“Beloved”: The Mystery and Meaning of Marriage, Explained

From the creators of Symbolon comes a visually beautiful and theologically profound series on the joys and challenges of marriage.

This month in Rome, the Augustine Institute released Beloved: The Mystery and Meaning of Marriage. Beloved is the latest edition of Symbolon, a faith-formation series currently being used in almost 4,000 parishes both nationally and internationally.

Dr. Edward Sri, content director of Beloved and professor of theology at the Augustine Institute, told Catholic World Report that the inspiration behind the Institute’s new series was multi-faceted. “We recognized,” he said, “on the one hand, there is a serious need for a program that will really prepare young people to live marriage in a world that is not at all supportive of married life. On the other hand, we recognized the great need for a program that offers ongoing formation and helps married couples enrich their relationships. How many kids suffer because they don’t see their parents richly love each other—even if their mom and dad haven’t divorced? Beloved will alleviate suffering and help our culture.”

▶ [Job 1]: Copy the Beloved article starting at "This month in" and ending at "nationally and internationally.", switching "Rome" to "Denver".
▶ [Job 2]: Based on the Beloved article, answer yes or no for each statement and quote the words that decide it: (a) Beloved is the latest edition of Symbolon. (b) Symbolon is used in parishes only within one country. (c) Edward Sri is the content director of Beloved.

▶ [Data section]:
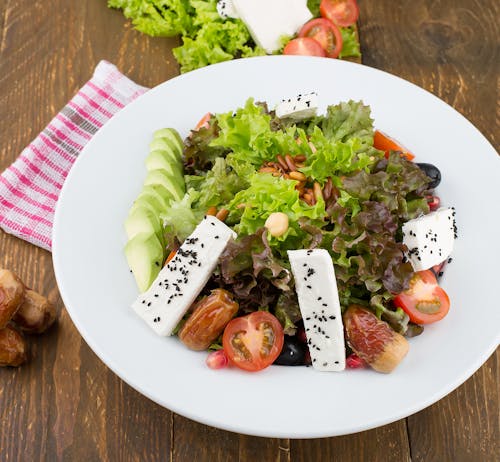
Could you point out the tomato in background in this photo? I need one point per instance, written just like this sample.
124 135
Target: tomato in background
304 46
325 33
425 301
385 143
344 13
253 342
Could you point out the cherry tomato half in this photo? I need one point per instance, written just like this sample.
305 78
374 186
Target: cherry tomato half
344 13
304 46
325 33
385 143
253 342
424 302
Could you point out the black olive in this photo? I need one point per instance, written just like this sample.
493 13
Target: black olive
432 172
293 353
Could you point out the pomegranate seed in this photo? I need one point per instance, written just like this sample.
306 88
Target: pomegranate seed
438 269
301 335
434 202
307 358
353 361
217 359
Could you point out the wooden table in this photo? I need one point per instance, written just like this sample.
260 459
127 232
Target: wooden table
66 404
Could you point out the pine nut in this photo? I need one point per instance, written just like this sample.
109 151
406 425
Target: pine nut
282 163
327 190
299 176
267 170
222 214
318 194
277 224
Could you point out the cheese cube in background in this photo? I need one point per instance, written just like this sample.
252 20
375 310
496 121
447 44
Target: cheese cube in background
320 307
299 107
430 238
269 20
226 9
184 277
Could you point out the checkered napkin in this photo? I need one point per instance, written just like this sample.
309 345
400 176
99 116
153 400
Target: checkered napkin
29 188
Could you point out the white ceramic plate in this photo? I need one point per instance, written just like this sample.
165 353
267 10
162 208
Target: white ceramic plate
98 289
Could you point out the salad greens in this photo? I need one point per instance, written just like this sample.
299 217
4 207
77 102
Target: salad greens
359 224
206 37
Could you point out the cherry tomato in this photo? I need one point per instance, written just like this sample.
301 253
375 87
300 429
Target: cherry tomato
353 361
304 46
203 122
208 320
385 143
325 33
217 359
253 342
424 302
344 13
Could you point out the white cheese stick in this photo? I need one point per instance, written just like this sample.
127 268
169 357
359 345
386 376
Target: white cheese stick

▶ [Task output 1]:
This month in Denver, the Augustine Institute released Beloved: The Mystery and Meaning of Marriage. Beloved is the latest edition of Symbolon, a faith-formation series currently being used in almost 4,000 parishes both nationally and internationally.

▶ [Task output 2]:
(a) Yes: "Beloved is the latest edition of Symbolon"
(b) No: "currently being used in almost 4,000 parishes both nationally and internationally"
(c) Yes: "Dr. Edward Sri, content director of Beloved"